De cet épisode de notre histoire, il ne reste pas grand chose, sauf peut-être ce que Victor Hugo en a restitué dans Les Misérables, quand Gavroche périssait sur les barricades de l’insurrection de juin. Car celle-ci n’a jamais été intégrée au cours de l’histoire, elle demeure une « simple péripétie entre les révolutions de juillet 1830 et de février 1848 », elle devait rester à jamais un « récit introuvable ». Ce constat fait par l’historien Thomas Bouchet est devenu pour lui une gageure qui l’a conduit à consacrer des années à tenter de saisir l’« événement indéterminé ». De ce travail, il a découlé un ouvrage, Le Roi et les Barricades, une histoire des 5 et 6 juin 1832 (Seli Arsenal, 2000), et l’édition du récit inédit de Charles Jeanne, chef des barricades de la rue saint-Merry, À cinq heures nous serons tous morts ! (Vendémiaire, 2011). Au terme de l’enquête historique pourtant, le doute persiste, il manque des morceaux, l’événement demeure inclassable.

Il y a pourtant matière, des archives nombreuses que l’historien explore, parvenant par-delà leur diversité et leur éparpillement à reconstituer des événements, à retracer des parcours, à analyser des situations. Mais, relate-t-il, « quelque chose de fondamental filait toujours entre mes doigts »,  « une partie de la chair de cette année-là était indéchiffrable ». Ce sont ces lacunes attristantes qu’il entreprend alors de combler en cherchant à incarner l’inaccessible, à donner voix aux silences, empruntant pour ce faire le chemin détourné de la fiction. De colère et d’ennui. Paris, chronique de 1832 (Anamosa, 2018) n’est pas à proprement parler un roman, ce n’est pas non plus un récit historique, mais un texte qui se situe quelque part entre les deux, porté par la seule volonté de « restituer quelques éclats de réel ».

Issues du subtil mélange de données avérées et de propos rêvés, les quatre femmes choisies par Thomas Bouchet disent beaucoup du statut des femmes dans le premier XIXe siècle français.

▶ Jeu de lignes:

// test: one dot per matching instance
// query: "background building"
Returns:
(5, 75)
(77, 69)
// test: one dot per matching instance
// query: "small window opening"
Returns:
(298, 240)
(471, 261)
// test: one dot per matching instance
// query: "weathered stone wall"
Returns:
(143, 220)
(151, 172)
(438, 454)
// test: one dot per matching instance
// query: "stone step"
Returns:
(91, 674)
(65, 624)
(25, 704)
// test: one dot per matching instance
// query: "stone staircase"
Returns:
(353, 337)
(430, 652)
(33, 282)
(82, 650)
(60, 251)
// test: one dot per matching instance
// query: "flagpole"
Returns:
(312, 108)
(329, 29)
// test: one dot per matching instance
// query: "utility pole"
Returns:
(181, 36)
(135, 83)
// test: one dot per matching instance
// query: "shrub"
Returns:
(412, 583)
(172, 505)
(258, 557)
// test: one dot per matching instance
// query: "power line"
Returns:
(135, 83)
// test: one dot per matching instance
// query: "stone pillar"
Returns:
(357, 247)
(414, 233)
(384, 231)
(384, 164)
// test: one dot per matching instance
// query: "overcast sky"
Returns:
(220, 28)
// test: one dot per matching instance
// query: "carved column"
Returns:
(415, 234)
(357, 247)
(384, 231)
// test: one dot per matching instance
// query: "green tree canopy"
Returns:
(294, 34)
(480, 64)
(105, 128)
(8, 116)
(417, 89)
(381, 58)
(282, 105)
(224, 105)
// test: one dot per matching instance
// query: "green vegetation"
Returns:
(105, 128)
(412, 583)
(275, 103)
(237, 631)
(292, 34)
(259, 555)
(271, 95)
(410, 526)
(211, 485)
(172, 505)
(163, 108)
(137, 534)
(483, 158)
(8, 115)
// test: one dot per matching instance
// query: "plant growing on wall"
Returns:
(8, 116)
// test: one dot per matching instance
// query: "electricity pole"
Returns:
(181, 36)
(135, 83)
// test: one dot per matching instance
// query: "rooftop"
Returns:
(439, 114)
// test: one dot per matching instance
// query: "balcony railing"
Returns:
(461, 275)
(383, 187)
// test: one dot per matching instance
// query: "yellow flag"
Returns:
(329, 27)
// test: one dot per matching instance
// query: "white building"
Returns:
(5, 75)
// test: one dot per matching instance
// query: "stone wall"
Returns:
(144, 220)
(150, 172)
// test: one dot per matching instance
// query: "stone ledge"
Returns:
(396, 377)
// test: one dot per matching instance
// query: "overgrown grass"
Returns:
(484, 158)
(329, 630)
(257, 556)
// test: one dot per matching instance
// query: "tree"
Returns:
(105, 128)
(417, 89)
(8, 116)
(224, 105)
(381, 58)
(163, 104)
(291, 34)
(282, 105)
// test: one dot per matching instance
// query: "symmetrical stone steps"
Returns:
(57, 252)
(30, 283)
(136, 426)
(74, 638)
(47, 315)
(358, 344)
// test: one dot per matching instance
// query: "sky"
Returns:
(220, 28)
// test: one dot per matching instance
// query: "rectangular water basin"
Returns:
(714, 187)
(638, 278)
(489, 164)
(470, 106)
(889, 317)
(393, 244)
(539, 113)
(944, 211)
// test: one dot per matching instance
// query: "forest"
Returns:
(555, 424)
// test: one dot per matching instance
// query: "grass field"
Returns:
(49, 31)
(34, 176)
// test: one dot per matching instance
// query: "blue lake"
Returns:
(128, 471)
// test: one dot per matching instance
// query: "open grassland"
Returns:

▶ Consigne 1: Recopiez sans rien modifier le passage du texte sur l'insurrection de juin 1832 allant de « Issues du subtil » à « XIXe siècle français. ».
▶ Consigne 2: Selon le texte sur l'insurrection de juin 1832, pourquoi Thomas Bouchet a-t-il pris le chemin de la fiction ? Répondez en une à trois phrases.

▶ Réponse 1:
Issues du subtil mélange de données avérées et de propos rêvés, les quatre femmes choisies par Thomas Bouchet disent beaucoup du statut des femmes dans le premier XIXe siècle français.

▶ Réponse 2: Malgré des archives nombreuses qui lui permettaient de reconstituer des événements et des parcours, quelque chose de fondamental lui filait toujours entre les doigts. Une partie de la chair de cette année-là restait indéchiffrable. Il a donc recouru à la fiction pour combler ces lacunes, incarner l'inaccessible et donner voix aux silences.